◆ Your goal:
If a line in the entries below holds the string "white", copy it.

-------- Data for this exercise

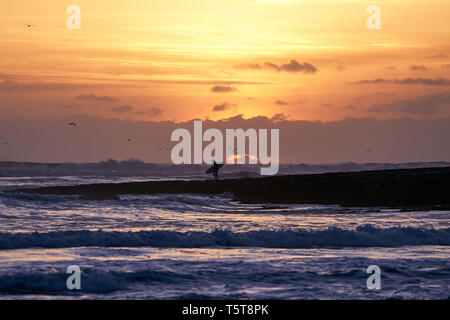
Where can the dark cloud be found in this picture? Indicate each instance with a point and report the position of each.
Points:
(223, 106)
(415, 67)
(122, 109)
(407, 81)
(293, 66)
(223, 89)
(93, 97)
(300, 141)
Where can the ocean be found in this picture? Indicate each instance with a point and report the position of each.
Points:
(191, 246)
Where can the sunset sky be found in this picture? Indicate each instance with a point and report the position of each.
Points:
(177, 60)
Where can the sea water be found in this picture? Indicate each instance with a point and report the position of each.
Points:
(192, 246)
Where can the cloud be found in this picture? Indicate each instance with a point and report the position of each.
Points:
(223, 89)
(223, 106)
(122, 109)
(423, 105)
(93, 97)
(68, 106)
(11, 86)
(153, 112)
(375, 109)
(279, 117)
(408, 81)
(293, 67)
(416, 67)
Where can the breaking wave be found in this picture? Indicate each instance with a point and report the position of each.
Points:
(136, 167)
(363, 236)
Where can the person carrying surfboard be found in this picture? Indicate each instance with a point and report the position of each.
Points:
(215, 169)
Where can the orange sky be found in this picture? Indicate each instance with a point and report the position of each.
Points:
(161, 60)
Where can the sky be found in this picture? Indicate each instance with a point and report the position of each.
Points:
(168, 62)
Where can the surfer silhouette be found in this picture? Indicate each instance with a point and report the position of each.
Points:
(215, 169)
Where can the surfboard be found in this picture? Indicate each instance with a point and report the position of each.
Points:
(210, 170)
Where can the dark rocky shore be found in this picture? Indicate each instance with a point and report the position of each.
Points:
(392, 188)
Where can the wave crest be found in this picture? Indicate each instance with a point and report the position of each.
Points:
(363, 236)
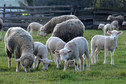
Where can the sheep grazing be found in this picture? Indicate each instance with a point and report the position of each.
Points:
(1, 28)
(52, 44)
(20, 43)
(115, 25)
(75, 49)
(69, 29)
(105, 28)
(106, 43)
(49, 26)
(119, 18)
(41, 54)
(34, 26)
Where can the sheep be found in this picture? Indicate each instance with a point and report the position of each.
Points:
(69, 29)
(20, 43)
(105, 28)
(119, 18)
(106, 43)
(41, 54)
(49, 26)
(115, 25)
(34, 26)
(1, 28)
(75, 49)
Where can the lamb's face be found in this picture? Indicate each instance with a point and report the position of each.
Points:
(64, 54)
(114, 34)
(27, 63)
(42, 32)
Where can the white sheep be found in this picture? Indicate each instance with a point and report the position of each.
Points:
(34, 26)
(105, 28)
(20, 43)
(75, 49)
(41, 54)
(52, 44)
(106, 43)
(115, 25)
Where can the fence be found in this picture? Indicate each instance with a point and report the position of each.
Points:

----------------
-------- Data for this exercise

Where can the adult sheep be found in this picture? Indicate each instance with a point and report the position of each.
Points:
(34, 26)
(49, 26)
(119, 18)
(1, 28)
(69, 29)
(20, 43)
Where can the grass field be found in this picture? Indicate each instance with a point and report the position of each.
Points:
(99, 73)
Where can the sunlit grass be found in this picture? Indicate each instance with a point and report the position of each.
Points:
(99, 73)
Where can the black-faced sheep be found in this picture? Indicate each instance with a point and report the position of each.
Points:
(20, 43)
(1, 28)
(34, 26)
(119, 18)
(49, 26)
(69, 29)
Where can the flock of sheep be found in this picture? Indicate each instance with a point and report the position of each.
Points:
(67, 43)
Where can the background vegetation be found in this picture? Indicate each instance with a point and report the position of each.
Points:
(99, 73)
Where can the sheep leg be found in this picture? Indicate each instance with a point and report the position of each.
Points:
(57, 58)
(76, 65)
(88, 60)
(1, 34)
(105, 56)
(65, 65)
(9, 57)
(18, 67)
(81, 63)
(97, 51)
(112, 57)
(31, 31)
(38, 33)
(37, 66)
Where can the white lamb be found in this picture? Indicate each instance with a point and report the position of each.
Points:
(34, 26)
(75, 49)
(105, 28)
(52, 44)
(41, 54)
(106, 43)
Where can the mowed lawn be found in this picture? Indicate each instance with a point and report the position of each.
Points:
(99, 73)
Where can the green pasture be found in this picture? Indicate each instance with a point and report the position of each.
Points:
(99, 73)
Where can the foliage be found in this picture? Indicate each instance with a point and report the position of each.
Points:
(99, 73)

----------------

◆ Your solution:
Where can the white sheep be found in this picture? Indicate each instance with a point and report the position of each.
Where can the white lamb be found in this picture? Indicate each instance with a point and report the position of each.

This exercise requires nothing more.